— start of Records supplied —

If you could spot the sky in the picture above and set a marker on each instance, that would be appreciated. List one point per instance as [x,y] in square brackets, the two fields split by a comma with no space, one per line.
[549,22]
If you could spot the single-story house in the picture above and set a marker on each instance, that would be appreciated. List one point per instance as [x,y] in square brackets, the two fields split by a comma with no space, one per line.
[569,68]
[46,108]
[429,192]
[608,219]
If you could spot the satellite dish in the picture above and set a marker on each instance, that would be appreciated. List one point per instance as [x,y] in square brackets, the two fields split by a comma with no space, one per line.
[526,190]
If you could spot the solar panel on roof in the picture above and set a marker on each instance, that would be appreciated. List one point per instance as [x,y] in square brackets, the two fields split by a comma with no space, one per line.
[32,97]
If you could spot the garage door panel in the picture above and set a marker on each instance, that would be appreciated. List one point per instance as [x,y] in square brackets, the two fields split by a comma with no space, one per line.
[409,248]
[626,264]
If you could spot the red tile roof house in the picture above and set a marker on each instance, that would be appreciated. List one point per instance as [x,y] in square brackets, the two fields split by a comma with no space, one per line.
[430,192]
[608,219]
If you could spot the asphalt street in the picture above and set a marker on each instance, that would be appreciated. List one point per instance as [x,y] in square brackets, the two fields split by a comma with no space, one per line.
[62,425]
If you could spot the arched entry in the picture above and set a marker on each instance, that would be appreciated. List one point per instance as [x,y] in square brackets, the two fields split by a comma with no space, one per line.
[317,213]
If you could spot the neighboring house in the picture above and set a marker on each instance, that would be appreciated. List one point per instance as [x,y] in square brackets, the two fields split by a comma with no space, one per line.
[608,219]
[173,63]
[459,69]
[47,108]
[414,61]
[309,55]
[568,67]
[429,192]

— end of Records supplied —

Prompt:
Please reproduce all the lines above, substituting "place a pin" for every "set a marker" and leaving everything else unchanged.

Response to the exercise:
If you could spot the sky in the picture above and place a pin on each instance, that would be appreciated. List one point per instance as [x,y] in square brackets, the two fields split by a comma with no space, one per line.
[549,22]
If you could spot the single-story house in the picture above and place a pin on each instance, that would be appreciated. List one point per instance as [x,y] in square brackets, the two fields split by a comma with no space, one per line.
[569,68]
[46,108]
[429,192]
[608,219]
If you could spot the satellite dish in the picture above and place a pin on each instance, that would be appreciated. List one point per instance as [x,y] in square brackets, the two fields split by a comma with no space, one per line.
[526,190]
If you could spot the solar panel on roof in the picture above and place a pin on each instance, that would be appreciated. List one point per instance as [x,y] in square brackets, the two fields split by a comma with no space, one per line.
[32,97]
If you could spot the garage door panel in the picture above and place a pin on each instance, that would be appreciated. List one point per instance as [x,y] in square brackets, the two fields split by a comma with no space, one per line.
[409,248]
[626,264]
If you could spot the red tile roof house in the picture above and place a pin on each instance, that would be appreciated. List one point per instance as [x,y] in square brackets, the two fields split by a comma with no space, one per line.
[430,192]
[608,219]
If you could spot the asphalt street in the picture above and place a pin on each instance, that would be appreciated. List one point per instance as [x,y] in square brackets, the two fields split by a comma with no space, one per line.
[62,425]
If you could spot the arched entry in the picture above and place a pin on each instance, that would be appreciated. List one point per instance as [x,y] in square brackets, the two fields split by a comma with no space, one per line.
[317,213]
If you could spot the neighboring house in the picture above and place a pin on each instance, that would be appreciated. List one point per instance as [x,y] in square brackets, the two fields split by a comma with no space, one per line.
[608,219]
[173,63]
[459,69]
[47,108]
[414,61]
[309,55]
[568,67]
[429,192]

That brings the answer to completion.